● **SELECTED EXCERPT**:
>>

Enforce max 3 evidence strings via a small helper to avoid accidental spam:

public static class EdgeViaFactory
{
    private const int MaxEvidence = 3;

    public static EdgeVia Create(
        EdgeReason reason,
        IEnumerable<string> evidence,
        string detector,
        string ruleId,
        EdgeConfidence confidence
    )
    {
        var ev = evidence
            .Where(s => !string.IsNullOrWhiteSpace(s))
            .Take(MaxEvidence)
            .ToArray();

        return new EdgeVia(
            Reason: reason,
            Evidence: ev,
            Provenance: new EdgeProvenance(detector, ruleId, confidence)
        );
    }
}

Acceptance criteria:

EdgeReason enum defined and shared in a reusable package.
EdgeVia and EdgeProvenance types exist and are serializable to JSON.
Evidence is capped to 3 entries and cannot be null (empty list allowed).

<<

● **LISTED ENTRIES**:
>>

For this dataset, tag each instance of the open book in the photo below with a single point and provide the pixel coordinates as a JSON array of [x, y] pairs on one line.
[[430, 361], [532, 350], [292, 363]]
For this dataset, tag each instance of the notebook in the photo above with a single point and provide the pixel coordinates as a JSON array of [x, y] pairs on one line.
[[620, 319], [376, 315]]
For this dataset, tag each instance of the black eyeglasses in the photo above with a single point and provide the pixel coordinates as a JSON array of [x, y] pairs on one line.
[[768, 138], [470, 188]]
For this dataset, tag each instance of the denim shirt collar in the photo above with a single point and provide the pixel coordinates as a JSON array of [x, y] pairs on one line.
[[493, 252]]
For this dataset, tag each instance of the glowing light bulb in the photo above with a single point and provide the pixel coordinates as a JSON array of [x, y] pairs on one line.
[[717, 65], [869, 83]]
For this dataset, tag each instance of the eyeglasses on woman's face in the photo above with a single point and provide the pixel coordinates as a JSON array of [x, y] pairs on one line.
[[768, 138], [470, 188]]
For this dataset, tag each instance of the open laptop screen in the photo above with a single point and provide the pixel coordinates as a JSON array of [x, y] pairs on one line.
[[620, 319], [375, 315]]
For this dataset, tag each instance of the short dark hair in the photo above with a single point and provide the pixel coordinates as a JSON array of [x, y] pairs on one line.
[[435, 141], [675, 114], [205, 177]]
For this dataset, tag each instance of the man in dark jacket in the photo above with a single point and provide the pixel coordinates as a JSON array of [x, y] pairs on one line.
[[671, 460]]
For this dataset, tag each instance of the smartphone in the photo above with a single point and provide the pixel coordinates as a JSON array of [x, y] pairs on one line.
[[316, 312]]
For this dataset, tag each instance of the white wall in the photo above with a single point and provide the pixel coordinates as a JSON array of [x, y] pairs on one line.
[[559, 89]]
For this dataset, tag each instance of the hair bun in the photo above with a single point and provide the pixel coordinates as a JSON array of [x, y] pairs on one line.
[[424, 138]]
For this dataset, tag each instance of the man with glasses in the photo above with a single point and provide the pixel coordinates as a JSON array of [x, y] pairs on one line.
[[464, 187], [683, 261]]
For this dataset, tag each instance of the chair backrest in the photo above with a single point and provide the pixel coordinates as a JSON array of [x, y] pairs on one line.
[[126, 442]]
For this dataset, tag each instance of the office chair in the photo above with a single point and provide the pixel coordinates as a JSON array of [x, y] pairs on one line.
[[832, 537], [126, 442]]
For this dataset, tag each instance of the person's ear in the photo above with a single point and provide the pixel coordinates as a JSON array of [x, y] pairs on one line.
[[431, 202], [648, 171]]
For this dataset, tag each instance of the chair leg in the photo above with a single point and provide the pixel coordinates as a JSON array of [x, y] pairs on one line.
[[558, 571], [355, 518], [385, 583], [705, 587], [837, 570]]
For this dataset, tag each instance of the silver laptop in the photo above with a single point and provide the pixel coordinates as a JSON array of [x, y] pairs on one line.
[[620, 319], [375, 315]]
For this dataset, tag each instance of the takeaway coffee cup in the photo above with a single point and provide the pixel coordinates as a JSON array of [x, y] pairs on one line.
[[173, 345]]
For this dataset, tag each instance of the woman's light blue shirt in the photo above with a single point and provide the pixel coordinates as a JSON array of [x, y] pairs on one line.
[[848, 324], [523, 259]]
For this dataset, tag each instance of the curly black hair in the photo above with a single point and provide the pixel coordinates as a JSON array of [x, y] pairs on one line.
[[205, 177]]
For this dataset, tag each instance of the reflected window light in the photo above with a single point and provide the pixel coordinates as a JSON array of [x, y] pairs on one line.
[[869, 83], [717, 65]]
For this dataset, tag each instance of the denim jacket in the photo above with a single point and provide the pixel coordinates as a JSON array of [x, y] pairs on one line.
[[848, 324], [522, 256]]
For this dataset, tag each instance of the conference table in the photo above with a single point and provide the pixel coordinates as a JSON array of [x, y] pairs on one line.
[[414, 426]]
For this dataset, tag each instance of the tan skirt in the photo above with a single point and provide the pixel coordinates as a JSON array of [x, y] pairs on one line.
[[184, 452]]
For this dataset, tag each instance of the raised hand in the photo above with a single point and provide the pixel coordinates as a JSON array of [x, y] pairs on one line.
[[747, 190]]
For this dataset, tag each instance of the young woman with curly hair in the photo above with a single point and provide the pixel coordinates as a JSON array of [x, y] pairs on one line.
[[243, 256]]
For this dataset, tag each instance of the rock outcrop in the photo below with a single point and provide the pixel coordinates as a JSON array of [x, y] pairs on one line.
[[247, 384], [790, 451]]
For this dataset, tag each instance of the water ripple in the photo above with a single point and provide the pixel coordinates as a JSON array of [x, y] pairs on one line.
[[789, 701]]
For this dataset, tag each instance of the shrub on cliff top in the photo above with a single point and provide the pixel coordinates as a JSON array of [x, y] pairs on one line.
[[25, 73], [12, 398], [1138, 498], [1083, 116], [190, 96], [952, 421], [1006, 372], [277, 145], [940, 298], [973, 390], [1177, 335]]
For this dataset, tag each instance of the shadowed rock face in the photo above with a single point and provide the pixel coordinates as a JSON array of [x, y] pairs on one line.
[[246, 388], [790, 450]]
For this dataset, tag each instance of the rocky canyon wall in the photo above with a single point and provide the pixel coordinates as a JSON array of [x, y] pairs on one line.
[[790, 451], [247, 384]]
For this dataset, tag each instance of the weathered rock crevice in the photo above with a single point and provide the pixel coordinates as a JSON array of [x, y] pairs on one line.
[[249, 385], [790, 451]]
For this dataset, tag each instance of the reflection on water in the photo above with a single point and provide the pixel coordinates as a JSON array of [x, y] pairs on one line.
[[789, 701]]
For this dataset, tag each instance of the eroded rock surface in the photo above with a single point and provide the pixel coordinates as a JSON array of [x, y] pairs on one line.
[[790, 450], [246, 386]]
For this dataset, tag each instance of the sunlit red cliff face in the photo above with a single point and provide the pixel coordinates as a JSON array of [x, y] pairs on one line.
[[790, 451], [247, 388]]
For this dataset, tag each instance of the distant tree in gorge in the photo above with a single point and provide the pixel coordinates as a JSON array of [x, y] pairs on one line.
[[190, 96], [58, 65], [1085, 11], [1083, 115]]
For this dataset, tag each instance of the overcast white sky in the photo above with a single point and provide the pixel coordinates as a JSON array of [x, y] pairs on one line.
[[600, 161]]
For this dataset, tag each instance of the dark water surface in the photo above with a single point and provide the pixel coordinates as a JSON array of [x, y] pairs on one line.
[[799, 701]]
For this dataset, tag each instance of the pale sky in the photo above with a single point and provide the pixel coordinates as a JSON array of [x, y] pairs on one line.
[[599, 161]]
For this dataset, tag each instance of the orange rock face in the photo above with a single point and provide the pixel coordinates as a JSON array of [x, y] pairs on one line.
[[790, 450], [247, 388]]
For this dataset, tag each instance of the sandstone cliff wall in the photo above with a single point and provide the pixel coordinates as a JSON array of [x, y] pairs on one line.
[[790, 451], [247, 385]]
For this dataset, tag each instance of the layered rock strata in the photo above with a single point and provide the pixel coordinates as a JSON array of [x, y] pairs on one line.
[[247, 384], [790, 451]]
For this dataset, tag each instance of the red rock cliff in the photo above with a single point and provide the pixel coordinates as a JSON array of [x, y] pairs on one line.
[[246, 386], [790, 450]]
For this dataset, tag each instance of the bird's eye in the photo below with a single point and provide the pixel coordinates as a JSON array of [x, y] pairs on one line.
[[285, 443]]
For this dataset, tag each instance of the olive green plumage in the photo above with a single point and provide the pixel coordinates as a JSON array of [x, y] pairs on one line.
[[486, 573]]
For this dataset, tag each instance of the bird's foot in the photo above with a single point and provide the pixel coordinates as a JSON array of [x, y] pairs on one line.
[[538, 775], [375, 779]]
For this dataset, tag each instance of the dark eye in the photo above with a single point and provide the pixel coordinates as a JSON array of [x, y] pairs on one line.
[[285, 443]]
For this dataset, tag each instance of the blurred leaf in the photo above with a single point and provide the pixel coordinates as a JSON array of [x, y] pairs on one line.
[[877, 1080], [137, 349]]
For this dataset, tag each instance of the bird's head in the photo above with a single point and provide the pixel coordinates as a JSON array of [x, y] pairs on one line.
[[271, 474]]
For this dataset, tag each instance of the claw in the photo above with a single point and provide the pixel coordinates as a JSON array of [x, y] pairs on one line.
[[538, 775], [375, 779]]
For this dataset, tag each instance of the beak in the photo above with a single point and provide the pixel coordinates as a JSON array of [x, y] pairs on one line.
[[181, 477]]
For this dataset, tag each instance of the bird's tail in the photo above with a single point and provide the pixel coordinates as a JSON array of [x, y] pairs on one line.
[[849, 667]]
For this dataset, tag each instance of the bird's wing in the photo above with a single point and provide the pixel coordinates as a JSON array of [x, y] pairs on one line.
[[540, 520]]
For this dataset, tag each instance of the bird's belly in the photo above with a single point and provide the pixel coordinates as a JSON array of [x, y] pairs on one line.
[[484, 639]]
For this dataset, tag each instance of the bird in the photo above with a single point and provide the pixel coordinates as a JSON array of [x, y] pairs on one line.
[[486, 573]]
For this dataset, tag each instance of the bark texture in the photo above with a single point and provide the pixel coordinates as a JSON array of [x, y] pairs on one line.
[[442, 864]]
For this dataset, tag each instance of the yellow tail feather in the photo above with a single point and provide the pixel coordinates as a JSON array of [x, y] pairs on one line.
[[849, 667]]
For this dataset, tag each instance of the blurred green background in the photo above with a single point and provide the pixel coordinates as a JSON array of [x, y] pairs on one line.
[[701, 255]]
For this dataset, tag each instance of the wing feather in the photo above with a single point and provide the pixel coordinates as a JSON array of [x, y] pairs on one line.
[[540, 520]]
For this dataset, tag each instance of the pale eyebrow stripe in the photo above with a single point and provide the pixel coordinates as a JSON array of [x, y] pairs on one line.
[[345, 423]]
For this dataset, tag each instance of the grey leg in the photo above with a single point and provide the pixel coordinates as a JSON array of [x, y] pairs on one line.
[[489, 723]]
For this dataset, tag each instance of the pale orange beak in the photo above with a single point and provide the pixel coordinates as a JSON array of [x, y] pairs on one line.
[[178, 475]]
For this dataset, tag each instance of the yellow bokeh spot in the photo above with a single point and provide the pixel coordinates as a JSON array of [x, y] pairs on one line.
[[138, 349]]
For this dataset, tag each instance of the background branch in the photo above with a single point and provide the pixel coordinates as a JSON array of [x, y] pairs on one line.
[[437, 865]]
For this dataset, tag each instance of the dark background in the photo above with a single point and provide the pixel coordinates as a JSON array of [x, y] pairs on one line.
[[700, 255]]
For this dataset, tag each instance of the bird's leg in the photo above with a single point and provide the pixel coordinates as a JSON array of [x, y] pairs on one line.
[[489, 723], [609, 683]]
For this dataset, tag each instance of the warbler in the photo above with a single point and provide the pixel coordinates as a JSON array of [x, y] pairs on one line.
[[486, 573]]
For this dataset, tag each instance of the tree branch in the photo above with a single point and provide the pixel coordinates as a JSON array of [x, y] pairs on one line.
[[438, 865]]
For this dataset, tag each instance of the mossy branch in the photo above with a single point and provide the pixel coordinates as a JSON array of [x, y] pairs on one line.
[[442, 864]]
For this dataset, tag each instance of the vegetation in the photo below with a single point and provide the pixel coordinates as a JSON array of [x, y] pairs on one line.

<<

● **AIM 1**:
Reproduce the passage of the EdgeVia helper text that begins at the words "EdgeReason enum defined" and stops after "(empty list allowed).".
● **AIM 2**:
Using the EdgeVia helper text, decide whether each statement agrees with it. Answer yes or no, and quote the deciding words for each.
(a) The helper sets its evidence limit to 3.
(b) The evidence list is allowed to be null.
(c) Strings made up only of whitespace are kept as evidence.
● **AIM 3**:
Pick up the EdgeVia helper text after its last acceptance criterion and keep writing it.

● **EXERCISE RESPONSE 1**:
EdgeReason enum defined and shared in a reusable package.
EdgeVia and EdgeProvenance types exist and are serializable to JSON.
Evidence is capped to 3 entries and cannot be null (empty list allowed).

● **EXERCISE RESPONSE 2**:
(a) Yes: "private const int MaxEvidence = 3;"
(b) No: "Evidence is capped to 3 entries and cannot be null (empty list allowed)."
(c) No: ".Where(s => !string.IsNullOrWhiteSpace(s))"

● **EXERCISE RESPONSE 3**:
1.2 API / JSON contract

Owner: API team

Tasks:

Extend your existing graph edge DTO to include via:

public sealed record GraphEdgeDto
{
    public string From { get; init; } = default!;
    public string To { get; init; } = default!;
    public EdgeViaDto Via { get; init; } = default!;
}

public sealed record EdgeViaDto
{
    public string Reason { get; init; } = default!;             // enum as string
    public string[] Evidence { get; init; } = Array.Empty<string>();
    public EdgeProvenanceDto Provenance { get; init; } = default!;
}

public sealed record EdgeProvenanceDto
{
    public string Detector { get; init; } = default!;
    public string RuleId { get; init; } = default!;
    public string Confidence { get; init; } = default!;         // "high|medium|low"
}

Ensure JSON is additive (backward compatible):

via is non‑nullable in responses from the new API version.
If you must keep a legacy endpoint, add v2 endpoints that guarantee via.

Update OpenAPI spec:

Document via.reason as enum string, including allowed values.
Document via.provenance.detector, rule_id, confidence.

Acceptance criteria:

OpenAPI / Swagger shows via.reason as a string enum + description.
New clients can deserialize edges with via without custom hacks.
Old clients remain unaffected (either keep old endpoint or allow them to ignore via).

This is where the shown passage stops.